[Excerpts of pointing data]

──────────

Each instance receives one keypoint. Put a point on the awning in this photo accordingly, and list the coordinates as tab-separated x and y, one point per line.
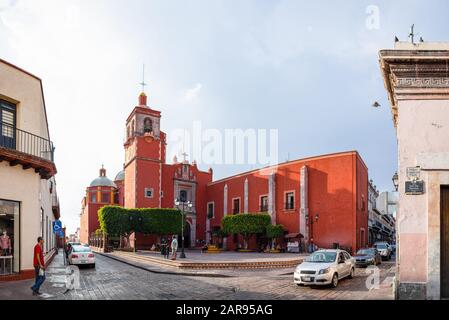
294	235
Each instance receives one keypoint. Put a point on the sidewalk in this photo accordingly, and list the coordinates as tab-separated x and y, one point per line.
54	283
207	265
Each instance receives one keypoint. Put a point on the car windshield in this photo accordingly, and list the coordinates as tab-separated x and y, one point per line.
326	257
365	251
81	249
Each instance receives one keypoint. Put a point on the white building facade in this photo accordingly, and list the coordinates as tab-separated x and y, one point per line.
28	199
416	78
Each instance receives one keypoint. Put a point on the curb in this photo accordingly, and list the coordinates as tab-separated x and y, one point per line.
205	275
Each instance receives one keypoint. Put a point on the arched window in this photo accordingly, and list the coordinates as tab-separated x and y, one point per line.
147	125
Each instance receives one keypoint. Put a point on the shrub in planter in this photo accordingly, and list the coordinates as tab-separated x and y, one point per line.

──────────

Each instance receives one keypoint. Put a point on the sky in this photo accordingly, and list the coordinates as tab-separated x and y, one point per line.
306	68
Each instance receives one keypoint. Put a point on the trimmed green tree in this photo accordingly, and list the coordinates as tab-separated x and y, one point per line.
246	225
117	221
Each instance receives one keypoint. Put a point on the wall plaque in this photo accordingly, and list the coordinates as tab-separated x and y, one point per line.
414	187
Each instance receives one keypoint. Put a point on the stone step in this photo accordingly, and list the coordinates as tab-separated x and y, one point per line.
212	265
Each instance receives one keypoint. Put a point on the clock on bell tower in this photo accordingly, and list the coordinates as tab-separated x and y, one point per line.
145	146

──────────

WORK INSTRUCTIONS:
Scale the records in the stretch from the line containing "Each instance receives one keypoint. Put a point on the awning" through the line containing "Each instance receives one keypoint. Put a point on the shrub" by writing out only those lines again, requests included, with every x and y coordinate in the answers multiplied by 0.65 and rounded to a whole number, halves rounding up. Leave the pictures out of your answer.

EXERCISE RESULT:
Each instance receives one keypoint. Put a point on the awning in this photo accordingly, and list the coordinates as tab-separated x and y, one point per line.
191	153
Each instance receives one keypoint. Put a point on the sidewalk in this photo accordingly, and list the coordinates as tab-separated x and y, one point per line.
35	184
135	172
Each instance receives one keypoint. Put a point on the car windshield in this photo accordingly, and list the coordinates as tab-separated x and y, one point per line.
212	167
237	163
53	162
Each instance receives one keypoint. Put a point on the white building facade in this photo accordingly, and list the coordinates as tab-separated x and y, one point per line.
18	129
270	51
Each instance receives one keypoint. Put a point on the curb in this photo accordingly, and list the coordinates as tab-separated x and y, one point per line.
133	179
Each instance receives one keypoint. Put a point on the arched window in this photo accordingly, and list the coordinates as tab-separated x and y, one point per line.
96	81
Each instance receives one keypoint. Put a point on the shrub in planter in this photo accordingly, and list the coordinates as tab-separated x and y, one point per line.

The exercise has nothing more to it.